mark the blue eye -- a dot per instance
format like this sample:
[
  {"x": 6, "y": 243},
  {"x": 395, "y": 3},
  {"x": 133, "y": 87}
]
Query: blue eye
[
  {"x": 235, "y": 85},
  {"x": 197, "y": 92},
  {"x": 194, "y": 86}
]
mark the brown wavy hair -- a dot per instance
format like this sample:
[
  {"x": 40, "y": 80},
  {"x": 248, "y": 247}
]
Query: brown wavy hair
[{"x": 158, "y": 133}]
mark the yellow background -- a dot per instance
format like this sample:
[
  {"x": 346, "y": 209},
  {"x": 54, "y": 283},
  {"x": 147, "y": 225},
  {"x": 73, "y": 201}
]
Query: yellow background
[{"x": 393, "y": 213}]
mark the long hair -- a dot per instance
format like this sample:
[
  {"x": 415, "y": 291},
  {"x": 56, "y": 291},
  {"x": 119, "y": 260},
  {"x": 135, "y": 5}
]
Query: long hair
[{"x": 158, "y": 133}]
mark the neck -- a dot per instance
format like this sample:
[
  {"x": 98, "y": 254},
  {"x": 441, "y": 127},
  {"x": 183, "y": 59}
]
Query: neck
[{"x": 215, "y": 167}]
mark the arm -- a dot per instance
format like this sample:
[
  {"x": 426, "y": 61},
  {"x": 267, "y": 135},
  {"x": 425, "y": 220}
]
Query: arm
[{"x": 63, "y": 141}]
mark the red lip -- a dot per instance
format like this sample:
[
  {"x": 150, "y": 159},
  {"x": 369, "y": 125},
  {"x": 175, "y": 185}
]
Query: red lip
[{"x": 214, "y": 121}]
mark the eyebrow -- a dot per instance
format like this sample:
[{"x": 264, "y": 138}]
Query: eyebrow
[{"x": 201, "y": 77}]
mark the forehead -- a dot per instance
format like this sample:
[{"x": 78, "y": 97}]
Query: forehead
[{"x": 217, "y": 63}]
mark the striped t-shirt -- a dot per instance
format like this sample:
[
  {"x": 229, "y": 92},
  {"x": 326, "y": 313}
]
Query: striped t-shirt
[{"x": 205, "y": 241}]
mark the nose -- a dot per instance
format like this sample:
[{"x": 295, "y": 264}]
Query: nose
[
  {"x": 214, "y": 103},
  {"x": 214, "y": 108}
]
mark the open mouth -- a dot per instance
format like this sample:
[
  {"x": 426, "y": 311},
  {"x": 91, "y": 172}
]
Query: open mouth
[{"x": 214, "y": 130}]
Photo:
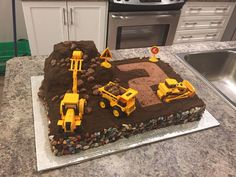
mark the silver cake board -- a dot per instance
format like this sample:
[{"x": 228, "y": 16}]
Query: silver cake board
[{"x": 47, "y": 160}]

____________

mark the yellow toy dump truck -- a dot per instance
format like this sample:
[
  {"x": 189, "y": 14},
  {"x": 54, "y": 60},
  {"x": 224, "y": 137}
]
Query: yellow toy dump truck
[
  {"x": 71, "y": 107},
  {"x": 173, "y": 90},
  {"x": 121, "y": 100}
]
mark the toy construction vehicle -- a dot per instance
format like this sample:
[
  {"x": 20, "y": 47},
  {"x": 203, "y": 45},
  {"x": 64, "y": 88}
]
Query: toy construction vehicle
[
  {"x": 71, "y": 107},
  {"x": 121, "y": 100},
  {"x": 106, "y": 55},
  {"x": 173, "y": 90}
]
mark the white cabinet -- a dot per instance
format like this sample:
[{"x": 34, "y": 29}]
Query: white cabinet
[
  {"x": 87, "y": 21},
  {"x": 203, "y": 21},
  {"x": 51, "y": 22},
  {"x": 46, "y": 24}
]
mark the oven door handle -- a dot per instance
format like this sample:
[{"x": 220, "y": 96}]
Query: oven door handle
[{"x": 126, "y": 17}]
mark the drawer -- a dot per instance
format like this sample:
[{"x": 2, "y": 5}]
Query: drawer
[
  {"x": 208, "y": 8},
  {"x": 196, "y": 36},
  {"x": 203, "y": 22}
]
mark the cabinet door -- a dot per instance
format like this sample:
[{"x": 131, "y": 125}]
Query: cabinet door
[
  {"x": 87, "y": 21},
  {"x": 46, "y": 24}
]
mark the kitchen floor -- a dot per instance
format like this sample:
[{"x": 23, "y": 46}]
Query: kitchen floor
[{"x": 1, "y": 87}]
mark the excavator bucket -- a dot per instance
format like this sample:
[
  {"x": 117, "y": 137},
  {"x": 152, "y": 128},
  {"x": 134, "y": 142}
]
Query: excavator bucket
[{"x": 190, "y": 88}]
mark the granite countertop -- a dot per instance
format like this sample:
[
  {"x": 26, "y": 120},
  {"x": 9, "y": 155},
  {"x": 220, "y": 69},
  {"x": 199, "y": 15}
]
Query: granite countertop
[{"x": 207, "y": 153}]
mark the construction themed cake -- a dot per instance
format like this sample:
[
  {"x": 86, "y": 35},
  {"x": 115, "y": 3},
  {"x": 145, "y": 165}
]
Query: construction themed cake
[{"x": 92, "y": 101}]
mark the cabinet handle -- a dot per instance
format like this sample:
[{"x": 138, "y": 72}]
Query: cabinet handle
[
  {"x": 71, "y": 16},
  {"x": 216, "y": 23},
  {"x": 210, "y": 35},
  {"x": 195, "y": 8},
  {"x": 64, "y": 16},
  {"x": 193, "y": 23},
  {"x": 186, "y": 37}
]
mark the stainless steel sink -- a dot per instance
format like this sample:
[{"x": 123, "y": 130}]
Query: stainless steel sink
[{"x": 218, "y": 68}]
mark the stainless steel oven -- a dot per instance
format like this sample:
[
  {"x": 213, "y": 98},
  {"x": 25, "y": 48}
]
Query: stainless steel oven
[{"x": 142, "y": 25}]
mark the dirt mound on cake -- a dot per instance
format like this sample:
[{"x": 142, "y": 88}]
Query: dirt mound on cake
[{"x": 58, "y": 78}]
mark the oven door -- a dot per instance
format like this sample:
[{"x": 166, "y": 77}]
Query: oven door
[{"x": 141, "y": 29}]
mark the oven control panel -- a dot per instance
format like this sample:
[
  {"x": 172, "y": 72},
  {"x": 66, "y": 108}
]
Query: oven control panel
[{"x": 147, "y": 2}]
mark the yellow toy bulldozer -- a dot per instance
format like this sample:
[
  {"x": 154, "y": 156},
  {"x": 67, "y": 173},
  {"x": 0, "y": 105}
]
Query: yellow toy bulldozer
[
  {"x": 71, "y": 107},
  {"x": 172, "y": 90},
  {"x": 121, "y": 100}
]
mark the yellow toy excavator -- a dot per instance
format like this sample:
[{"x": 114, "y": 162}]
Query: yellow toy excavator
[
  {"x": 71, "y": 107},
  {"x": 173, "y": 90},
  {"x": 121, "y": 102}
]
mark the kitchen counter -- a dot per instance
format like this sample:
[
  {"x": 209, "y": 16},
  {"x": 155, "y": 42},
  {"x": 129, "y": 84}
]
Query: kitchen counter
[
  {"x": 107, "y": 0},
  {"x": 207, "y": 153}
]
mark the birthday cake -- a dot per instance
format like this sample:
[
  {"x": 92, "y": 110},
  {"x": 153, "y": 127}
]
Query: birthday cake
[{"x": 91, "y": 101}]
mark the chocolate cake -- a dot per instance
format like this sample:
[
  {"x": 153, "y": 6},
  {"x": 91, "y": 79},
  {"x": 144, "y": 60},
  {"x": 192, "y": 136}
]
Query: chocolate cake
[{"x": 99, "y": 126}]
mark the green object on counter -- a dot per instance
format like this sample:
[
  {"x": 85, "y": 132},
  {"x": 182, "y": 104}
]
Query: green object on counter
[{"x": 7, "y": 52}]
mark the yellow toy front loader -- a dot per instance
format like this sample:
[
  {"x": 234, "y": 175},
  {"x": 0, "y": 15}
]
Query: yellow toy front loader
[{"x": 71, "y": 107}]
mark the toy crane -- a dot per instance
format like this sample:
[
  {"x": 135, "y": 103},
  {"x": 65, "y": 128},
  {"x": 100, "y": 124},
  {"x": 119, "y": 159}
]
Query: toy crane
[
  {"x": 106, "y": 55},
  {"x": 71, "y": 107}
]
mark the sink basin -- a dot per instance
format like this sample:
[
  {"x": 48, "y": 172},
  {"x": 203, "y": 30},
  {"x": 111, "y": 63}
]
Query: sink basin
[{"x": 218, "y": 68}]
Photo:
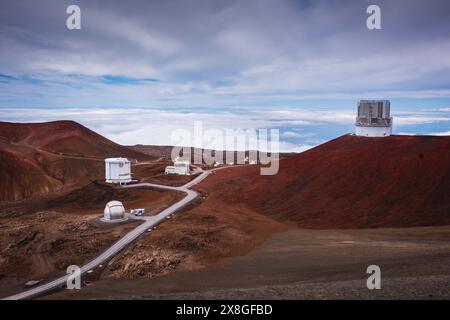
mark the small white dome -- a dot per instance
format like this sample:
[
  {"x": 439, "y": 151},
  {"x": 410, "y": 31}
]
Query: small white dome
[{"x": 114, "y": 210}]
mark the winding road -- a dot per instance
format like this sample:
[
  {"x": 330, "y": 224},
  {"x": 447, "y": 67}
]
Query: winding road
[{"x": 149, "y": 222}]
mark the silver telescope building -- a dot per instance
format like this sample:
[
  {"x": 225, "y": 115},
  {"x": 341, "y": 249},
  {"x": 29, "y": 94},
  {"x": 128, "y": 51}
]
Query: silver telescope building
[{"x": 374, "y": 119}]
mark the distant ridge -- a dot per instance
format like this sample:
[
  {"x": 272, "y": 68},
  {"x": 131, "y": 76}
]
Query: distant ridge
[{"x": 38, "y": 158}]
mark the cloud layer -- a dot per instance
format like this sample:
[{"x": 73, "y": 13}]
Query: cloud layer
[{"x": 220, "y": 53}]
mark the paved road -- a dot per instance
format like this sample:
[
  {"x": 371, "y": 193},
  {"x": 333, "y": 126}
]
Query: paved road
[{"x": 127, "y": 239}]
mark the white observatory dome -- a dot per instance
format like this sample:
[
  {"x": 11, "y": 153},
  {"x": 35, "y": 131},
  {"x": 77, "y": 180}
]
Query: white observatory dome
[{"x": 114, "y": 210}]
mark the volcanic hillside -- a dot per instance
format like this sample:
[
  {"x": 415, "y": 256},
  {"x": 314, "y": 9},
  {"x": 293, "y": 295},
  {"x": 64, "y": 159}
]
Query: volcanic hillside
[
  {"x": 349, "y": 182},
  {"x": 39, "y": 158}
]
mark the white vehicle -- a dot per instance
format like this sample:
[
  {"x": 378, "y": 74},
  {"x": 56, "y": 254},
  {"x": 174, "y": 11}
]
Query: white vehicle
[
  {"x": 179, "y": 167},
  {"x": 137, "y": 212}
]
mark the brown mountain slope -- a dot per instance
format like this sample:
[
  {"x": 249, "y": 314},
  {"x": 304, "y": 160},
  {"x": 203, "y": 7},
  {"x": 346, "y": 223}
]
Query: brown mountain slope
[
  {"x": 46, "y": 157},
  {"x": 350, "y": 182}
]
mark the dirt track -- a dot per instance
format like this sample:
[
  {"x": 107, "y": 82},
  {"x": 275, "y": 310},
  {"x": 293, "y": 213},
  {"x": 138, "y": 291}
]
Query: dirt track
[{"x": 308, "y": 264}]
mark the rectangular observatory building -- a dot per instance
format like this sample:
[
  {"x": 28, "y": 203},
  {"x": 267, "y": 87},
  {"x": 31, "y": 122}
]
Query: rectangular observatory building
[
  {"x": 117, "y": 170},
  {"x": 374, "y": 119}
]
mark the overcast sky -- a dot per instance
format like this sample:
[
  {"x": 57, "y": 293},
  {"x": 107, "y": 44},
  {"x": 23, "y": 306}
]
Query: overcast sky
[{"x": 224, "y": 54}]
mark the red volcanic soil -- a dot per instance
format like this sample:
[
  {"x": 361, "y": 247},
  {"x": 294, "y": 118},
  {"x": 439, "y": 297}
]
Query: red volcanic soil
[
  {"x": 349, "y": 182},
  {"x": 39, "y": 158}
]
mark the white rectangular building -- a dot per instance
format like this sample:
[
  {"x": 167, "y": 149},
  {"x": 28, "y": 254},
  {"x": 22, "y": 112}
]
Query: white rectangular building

____________

| INSTRUCTIONS FOR THE TASK |
Give back exactly the lines above, from the line containing "mark the blue eye -- a dot per instance" through the line containing "mark the yellow background", with both end lines and nothing more.

| RESULT OF THE TASK |
mark the blue eye -- a dot per instance
format like this sample:
[
  {"x": 6, "y": 243},
  {"x": 395, "y": 3},
  {"x": 133, "y": 87}
]
Query: blue eye
[
  {"x": 235, "y": 85},
  {"x": 197, "y": 92},
  {"x": 194, "y": 86}
]
mark the brown wavy hair -- a dot per instance
format like this sample:
[
  {"x": 40, "y": 80},
  {"x": 248, "y": 247}
]
Query: brown wavy hair
[{"x": 158, "y": 133}]
mark the yellow background -- a dot per instance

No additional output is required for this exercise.